What to produce:
Copy each of the following items word for word.

[Dataset entries]

_____

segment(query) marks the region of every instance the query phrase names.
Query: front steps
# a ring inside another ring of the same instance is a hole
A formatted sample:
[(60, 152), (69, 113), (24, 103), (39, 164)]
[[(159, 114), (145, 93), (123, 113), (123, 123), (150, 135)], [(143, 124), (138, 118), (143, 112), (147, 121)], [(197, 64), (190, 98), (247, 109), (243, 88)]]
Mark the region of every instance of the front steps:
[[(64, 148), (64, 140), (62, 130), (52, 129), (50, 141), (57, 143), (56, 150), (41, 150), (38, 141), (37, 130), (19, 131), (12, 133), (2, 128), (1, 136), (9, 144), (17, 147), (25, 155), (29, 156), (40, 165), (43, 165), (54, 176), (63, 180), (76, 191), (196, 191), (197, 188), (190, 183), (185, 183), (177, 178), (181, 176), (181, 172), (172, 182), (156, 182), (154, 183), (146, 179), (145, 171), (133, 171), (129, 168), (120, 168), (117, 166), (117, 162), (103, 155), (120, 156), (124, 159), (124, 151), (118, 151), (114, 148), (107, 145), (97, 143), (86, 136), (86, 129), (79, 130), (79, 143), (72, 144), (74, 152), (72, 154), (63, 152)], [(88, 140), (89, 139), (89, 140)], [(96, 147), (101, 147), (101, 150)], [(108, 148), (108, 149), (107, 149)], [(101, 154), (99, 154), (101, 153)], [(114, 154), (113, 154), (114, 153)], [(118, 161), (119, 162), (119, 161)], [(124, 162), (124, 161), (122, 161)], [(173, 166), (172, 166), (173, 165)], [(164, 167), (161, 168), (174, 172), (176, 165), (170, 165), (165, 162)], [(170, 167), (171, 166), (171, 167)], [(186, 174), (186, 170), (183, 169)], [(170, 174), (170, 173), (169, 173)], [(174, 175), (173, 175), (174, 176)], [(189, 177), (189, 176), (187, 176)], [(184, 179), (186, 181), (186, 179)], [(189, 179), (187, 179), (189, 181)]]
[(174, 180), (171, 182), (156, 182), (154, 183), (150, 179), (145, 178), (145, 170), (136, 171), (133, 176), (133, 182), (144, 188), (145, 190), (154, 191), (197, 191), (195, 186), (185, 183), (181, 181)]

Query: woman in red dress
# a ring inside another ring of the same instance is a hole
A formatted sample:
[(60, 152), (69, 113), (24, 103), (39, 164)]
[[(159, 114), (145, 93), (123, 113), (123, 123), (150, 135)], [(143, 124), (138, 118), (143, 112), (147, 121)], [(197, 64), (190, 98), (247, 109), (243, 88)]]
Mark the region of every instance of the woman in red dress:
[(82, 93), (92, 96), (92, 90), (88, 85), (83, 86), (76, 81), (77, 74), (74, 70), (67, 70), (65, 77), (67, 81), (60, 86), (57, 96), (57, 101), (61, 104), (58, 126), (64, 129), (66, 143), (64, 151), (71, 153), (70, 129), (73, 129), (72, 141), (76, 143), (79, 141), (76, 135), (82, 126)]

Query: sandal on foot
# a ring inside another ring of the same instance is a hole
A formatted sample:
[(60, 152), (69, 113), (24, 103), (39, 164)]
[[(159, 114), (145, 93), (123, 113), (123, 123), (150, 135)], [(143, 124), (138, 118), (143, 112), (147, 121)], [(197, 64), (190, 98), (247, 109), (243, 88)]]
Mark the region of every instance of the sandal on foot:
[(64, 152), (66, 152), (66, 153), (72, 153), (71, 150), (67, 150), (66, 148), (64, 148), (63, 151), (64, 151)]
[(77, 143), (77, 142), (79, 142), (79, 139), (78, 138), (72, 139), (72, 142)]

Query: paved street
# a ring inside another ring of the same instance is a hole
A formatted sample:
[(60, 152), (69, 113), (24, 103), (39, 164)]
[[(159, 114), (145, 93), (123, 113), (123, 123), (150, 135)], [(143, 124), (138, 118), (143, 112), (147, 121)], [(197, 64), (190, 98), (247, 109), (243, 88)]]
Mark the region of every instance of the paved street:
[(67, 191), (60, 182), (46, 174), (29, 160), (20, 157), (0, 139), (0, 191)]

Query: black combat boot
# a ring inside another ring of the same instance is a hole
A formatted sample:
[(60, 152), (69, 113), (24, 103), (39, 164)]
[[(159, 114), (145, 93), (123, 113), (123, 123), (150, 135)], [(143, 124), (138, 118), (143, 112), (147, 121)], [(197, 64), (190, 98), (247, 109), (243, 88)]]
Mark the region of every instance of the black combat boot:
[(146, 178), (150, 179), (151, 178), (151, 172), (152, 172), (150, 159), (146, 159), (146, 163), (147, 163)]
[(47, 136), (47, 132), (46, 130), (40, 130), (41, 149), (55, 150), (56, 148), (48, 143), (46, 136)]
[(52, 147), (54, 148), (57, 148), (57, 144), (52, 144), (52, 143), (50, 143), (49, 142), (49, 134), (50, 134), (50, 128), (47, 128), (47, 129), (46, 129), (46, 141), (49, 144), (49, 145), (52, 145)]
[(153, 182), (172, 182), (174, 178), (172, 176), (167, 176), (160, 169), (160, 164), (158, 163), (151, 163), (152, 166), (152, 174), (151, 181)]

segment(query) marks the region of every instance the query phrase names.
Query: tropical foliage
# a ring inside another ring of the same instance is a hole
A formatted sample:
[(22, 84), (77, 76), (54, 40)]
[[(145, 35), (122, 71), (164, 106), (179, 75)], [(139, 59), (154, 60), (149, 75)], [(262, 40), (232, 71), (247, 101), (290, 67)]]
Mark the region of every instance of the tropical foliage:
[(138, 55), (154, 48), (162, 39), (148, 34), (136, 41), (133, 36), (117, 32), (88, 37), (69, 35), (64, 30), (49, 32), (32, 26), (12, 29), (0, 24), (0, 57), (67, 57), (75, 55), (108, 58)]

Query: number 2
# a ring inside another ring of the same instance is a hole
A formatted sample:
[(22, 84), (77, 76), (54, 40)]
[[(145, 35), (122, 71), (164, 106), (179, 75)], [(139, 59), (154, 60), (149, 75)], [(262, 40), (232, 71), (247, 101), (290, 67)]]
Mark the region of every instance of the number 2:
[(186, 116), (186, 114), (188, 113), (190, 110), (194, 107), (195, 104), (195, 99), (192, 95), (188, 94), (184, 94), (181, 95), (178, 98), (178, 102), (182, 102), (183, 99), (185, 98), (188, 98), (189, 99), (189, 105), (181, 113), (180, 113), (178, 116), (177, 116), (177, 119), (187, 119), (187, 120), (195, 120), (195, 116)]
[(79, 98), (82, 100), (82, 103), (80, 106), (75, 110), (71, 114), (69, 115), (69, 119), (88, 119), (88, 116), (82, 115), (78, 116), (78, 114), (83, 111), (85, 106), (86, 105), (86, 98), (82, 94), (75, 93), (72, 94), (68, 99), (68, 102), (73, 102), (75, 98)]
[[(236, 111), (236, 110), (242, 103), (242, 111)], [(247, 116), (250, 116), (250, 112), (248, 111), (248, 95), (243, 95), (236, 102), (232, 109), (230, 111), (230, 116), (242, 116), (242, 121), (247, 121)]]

_____

Output for this exercise:
segment(query) marks the region of every instance the query phrase names.
Query: front steps
# a ring inside another ring of the same instance is a hole
A formatted sample:
[(60, 152), (69, 113), (24, 103), (39, 164)]
[[(159, 114), (145, 93), (123, 113), (123, 123), (150, 135)], [(143, 124), (138, 118), (143, 112), (147, 121)], [(197, 64), (190, 98), (247, 109), (243, 88)]]
Mark the region of every instance of the front steps:
[[(64, 148), (64, 140), (62, 130), (52, 129), (50, 141), (57, 143), (56, 150), (41, 150), (38, 141), (37, 130), (19, 131), (12, 133), (2, 128), (1, 136), (9, 144), (17, 147), (25, 155), (29, 156), (40, 165), (43, 165), (54, 176), (63, 180), (76, 191), (196, 191), (197, 188), (190, 183), (185, 183), (177, 178), (181, 176), (181, 172), (172, 182), (156, 182), (154, 183), (146, 179), (145, 171), (133, 171), (129, 168), (120, 168), (117, 166), (117, 162), (103, 155), (120, 156), (124, 159), (124, 151), (118, 151), (114, 148), (107, 145), (97, 143), (86, 136), (86, 129), (79, 130), (79, 143), (72, 144), (74, 152), (72, 154), (63, 152)], [(88, 140), (89, 139), (89, 140)], [(96, 147), (101, 147), (101, 150)], [(108, 148), (108, 149), (107, 149)], [(101, 154), (99, 154), (101, 153)], [(114, 154), (113, 154), (114, 153)], [(118, 161), (119, 162), (119, 161)], [(124, 162), (124, 161), (122, 161)], [(173, 166), (172, 166), (173, 165)], [(164, 167), (161, 168), (174, 172), (176, 165), (170, 165), (165, 162)], [(170, 167), (171, 166), (171, 167)], [(186, 174), (186, 170), (183, 169)], [(170, 174), (170, 173), (169, 173)], [(174, 175), (173, 175), (174, 176)], [(189, 177), (189, 176), (187, 176)], [(184, 179), (186, 181), (186, 179)], [(189, 179), (187, 179), (189, 181)]]
[(174, 180), (171, 182), (156, 182), (154, 183), (150, 179), (145, 178), (145, 170), (136, 171), (133, 176), (133, 182), (144, 188), (145, 190), (154, 191), (197, 191), (195, 186), (185, 183), (181, 181)]

Query: woman in red dress
# a ring inside another ring of the same instance is a hole
A formatted sample:
[(60, 152), (69, 113), (24, 103), (39, 164)]
[[(159, 114), (145, 93), (123, 113), (123, 123), (150, 135)], [(143, 124), (138, 118), (143, 112), (147, 121)], [(197, 64), (190, 98), (247, 109), (243, 88)]]
Mark the region of every instance of the woman in red dress:
[(82, 93), (92, 96), (92, 90), (88, 85), (83, 86), (76, 81), (77, 74), (74, 70), (67, 70), (65, 77), (67, 81), (60, 86), (57, 96), (57, 101), (61, 104), (58, 126), (64, 129), (66, 143), (64, 151), (71, 153), (70, 129), (73, 129), (72, 141), (76, 143), (79, 141), (76, 135), (82, 126)]

Query: sandal on foot
# a ring inside another ring of the same instance is a hole
A formatted sample:
[(60, 152), (69, 113), (24, 103), (39, 164)]
[[(159, 114), (145, 93), (123, 113), (123, 123), (150, 135)], [(143, 124), (138, 118), (143, 112), (147, 121)], [(197, 64), (190, 98), (247, 109), (243, 88)]]
Mark the region of every instance of the sandal on foot:
[(64, 152), (66, 152), (66, 153), (72, 153), (71, 150), (67, 150), (66, 148), (64, 148), (63, 151), (64, 151)]
[(77, 143), (77, 142), (79, 142), (79, 139), (78, 138), (72, 139), (72, 142)]

Query: paved street
# a ring inside another ring of the same instance is a hole
A formatted sample:
[(60, 152), (69, 113), (24, 103), (39, 164)]
[[(159, 114), (145, 93), (123, 113), (123, 123), (150, 135)], [(143, 124), (138, 118), (143, 112), (147, 121)], [(197, 64), (190, 98), (247, 109), (243, 88)]]
Mark the region of every instance of the paved street:
[(67, 191), (60, 182), (46, 174), (29, 160), (20, 157), (0, 139), (0, 191)]

Query: black combat boot
# a ring inside another ring of the same instance is a hole
A formatted sample:
[(60, 152), (69, 113), (24, 103), (39, 164)]
[[(159, 114), (145, 93), (123, 113), (123, 123), (150, 135)], [(143, 124), (138, 118), (143, 112), (147, 121)], [(197, 64), (190, 98), (247, 109), (243, 88)]]
Mark the region of every instance of the black combat boot:
[(146, 178), (150, 179), (151, 178), (151, 172), (152, 172), (150, 159), (146, 159), (146, 163), (147, 163)]
[(47, 136), (47, 132), (46, 130), (40, 130), (41, 149), (55, 150), (56, 148), (48, 143), (46, 136)]
[(52, 147), (54, 148), (57, 148), (57, 144), (52, 144), (52, 143), (50, 143), (49, 142), (49, 134), (50, 134), (50, 128), (47, 128), (47, 129), (46, 129), (46, 141), (49, 144), (49, 145), (52, 145)]
[(153, 182), (172, 182), (174, 178), (172, 176), (167, 176), (160, 169), (160, 164), (158, 163), (151, 163), (152, 166), (152, 174), (151, 181)]

segment(query) marks the region of every instance the query phrase names.
Query: tropical foliage
# a ring inside another ring of the same instance is a hole
A formatted sample:
[(22, 84), (77, 76), (54, 40)]
[[(145, 35), (122, 71), (164, 106), (179, 75)], [(139, 59), (154, 60), (149, 75)], [(262, 40), (232, 71), (247, 101), (290, 67)]]
Mark the region of every instance of the tropical foliage:
[(138, 55), (154, 48), (162, 39), (148, 34), (136, 41), (133, 36), (117, 32), (88, 37), (69, 35), (64, 30), (49, 32), (32, 26), (12, 29), (0, 24), (0, 57), (67, 57), (75, 55), (108, 58)]

Query: number 2
# a ring inside another ring of the same instance is a hole
A formatted sample:
[(22, 84), (77, 76), (54, 40)]
[[(145, 35), (122, 71), (164, 106), (179, 75)], [(139, 59), (154, 60), (149, 75)], [(262, 40), (232, 71), (247, 101), (290, 67)]]
Mark the region of every instance of the number 2:
[(186, 116), (186, 114), (188, 113), (190, 110), (194, 107), (195, 104), (195, 99), (192, 95), (188, 94), (184, 94), (181, 95), (178, 98), (178, 102), (182, 102), (183, 99), (185, 98), (188, 98), (189, 99), (189, 105), (181, 113), (180, 113), (178, 116), (177, 116), (177, 119), (187, 119), (187, 120), (195, 120), (195, 116)]
[(79, 98), (82, 100), (82, 103), (80, 106), (75, 110), (71, 114), (69, 115), (69, 119), (88, 119), (88, 116), (82, 115), (78, 116), (78, 114), (83, 111), (85, 106), (86, 105), (86, 98), (82, 94), (75, 93), (72, 94), (68, 99), (68, 102), (73, 102), (75, 98)]
[[(236, 111), (236, 110), (242, 103), (242, 111)], [(247, 116), (250, 116), (250, 112), (248, 111), (248, 95), (243, 95), (236, 102), (232, 109), (230, 111), (230, 116), (242, 116), (242, 121), (247, 121)]]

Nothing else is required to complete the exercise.